** Written exercise **
Pull out every line of the data below that contains the string "notebook", and list those lines.

═════ Source data

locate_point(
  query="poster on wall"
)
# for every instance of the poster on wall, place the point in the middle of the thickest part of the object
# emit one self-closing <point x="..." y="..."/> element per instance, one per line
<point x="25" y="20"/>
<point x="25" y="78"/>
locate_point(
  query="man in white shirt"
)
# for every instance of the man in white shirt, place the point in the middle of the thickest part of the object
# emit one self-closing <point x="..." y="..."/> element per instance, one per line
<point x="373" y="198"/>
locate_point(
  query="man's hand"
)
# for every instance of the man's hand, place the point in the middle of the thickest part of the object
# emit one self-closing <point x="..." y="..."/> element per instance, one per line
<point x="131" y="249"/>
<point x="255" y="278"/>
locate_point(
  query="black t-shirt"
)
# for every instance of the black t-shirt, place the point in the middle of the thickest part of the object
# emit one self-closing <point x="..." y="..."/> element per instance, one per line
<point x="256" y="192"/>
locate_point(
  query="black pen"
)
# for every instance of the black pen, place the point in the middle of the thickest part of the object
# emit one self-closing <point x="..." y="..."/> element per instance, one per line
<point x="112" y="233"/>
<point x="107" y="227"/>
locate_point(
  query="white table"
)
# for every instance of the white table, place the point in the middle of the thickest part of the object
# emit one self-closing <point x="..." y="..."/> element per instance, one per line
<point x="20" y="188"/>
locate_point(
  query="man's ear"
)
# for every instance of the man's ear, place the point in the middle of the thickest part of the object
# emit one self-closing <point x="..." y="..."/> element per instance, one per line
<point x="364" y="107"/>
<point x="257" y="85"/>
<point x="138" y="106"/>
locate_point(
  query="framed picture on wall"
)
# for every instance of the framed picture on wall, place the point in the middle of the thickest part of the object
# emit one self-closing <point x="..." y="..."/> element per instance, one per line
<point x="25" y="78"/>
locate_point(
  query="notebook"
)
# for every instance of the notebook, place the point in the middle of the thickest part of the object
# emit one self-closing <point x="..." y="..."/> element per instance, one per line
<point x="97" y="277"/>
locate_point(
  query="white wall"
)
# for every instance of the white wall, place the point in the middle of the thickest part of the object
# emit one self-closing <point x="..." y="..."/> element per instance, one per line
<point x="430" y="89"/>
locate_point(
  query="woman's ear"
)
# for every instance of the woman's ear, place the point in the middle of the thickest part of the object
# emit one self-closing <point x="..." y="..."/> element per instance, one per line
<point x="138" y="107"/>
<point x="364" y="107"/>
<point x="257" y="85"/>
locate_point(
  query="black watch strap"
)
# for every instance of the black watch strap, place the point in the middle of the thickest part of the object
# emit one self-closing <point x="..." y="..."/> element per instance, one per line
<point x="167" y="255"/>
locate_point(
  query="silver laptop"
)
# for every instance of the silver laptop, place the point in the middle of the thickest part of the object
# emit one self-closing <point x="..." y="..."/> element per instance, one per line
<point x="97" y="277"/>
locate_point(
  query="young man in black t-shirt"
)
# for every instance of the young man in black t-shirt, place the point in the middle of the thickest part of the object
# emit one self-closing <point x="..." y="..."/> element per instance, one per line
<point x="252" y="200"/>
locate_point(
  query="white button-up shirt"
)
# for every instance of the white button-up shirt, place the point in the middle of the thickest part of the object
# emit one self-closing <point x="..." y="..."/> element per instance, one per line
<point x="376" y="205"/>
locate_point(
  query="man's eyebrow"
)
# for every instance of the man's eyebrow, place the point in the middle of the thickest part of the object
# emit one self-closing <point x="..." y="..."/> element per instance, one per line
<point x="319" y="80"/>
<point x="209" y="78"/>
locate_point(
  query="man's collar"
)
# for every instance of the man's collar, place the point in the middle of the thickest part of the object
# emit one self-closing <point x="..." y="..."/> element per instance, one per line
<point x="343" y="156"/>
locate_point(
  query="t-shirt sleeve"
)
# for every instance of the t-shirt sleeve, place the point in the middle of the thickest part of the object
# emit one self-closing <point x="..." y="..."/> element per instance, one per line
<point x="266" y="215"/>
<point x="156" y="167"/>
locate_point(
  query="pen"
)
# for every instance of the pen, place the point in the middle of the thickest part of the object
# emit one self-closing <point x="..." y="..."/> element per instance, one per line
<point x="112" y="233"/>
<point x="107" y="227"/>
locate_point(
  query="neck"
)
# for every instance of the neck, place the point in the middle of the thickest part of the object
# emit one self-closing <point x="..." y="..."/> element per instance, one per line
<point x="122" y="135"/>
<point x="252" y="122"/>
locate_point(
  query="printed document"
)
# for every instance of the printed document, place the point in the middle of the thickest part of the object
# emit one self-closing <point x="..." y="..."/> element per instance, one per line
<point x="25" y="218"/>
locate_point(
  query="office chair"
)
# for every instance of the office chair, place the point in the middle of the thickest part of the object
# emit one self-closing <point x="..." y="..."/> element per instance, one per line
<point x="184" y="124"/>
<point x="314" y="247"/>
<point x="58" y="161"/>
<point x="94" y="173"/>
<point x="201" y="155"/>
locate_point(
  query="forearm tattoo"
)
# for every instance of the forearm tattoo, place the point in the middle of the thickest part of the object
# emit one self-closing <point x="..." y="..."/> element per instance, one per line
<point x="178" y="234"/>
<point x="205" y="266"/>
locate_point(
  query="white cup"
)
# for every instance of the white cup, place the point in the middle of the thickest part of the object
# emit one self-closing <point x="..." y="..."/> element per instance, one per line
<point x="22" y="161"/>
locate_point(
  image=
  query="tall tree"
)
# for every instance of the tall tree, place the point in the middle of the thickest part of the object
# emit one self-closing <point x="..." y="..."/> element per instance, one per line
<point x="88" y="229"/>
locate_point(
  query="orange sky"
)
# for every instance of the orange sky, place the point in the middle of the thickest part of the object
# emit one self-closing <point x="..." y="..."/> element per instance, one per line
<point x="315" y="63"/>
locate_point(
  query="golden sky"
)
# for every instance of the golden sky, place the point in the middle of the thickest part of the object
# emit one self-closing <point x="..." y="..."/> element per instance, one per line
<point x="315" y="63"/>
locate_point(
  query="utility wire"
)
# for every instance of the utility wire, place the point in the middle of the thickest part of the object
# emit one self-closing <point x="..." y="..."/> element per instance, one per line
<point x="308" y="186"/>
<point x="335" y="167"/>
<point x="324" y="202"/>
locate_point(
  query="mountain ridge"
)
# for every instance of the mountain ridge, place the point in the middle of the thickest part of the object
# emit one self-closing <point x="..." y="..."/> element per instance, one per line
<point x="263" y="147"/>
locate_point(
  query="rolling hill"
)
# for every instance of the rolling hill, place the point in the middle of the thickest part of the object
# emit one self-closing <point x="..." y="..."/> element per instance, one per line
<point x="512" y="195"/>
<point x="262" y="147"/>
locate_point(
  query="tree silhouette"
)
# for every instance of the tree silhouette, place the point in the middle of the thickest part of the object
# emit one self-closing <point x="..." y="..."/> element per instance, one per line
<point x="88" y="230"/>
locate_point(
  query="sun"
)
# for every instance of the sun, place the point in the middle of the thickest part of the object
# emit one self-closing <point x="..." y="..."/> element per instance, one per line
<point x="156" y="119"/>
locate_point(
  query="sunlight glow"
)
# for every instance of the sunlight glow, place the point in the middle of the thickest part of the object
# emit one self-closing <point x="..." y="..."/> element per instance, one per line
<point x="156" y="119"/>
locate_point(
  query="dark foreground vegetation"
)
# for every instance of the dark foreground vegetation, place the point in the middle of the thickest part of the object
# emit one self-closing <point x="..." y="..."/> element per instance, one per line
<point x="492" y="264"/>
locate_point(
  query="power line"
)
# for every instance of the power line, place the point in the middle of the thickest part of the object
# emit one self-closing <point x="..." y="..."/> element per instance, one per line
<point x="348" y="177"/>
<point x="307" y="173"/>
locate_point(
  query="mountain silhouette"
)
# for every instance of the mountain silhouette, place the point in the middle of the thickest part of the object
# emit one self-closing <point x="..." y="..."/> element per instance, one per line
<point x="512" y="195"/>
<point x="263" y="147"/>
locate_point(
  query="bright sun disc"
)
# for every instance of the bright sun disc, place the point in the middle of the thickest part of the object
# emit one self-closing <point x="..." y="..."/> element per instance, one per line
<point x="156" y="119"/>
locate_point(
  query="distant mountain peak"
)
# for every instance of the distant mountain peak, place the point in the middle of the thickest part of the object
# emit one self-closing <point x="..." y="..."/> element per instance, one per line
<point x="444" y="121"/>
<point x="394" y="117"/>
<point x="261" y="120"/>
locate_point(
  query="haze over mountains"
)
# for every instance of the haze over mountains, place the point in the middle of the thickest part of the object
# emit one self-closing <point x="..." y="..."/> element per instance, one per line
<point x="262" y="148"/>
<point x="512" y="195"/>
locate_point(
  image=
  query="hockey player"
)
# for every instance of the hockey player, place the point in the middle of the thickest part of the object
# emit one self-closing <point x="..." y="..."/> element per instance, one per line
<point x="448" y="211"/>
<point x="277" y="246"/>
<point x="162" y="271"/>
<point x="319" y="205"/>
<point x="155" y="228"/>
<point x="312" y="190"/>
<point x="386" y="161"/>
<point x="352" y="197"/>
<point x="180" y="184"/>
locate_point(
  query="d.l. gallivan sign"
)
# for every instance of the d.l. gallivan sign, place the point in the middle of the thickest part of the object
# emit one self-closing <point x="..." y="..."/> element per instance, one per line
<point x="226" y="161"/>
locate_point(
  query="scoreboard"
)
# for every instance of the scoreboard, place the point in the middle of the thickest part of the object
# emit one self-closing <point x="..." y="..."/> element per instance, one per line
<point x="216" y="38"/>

══════════

** Written solution **
  query="notebook"
# for every instance of the notebook, place the point in the middle of the thickest part of the object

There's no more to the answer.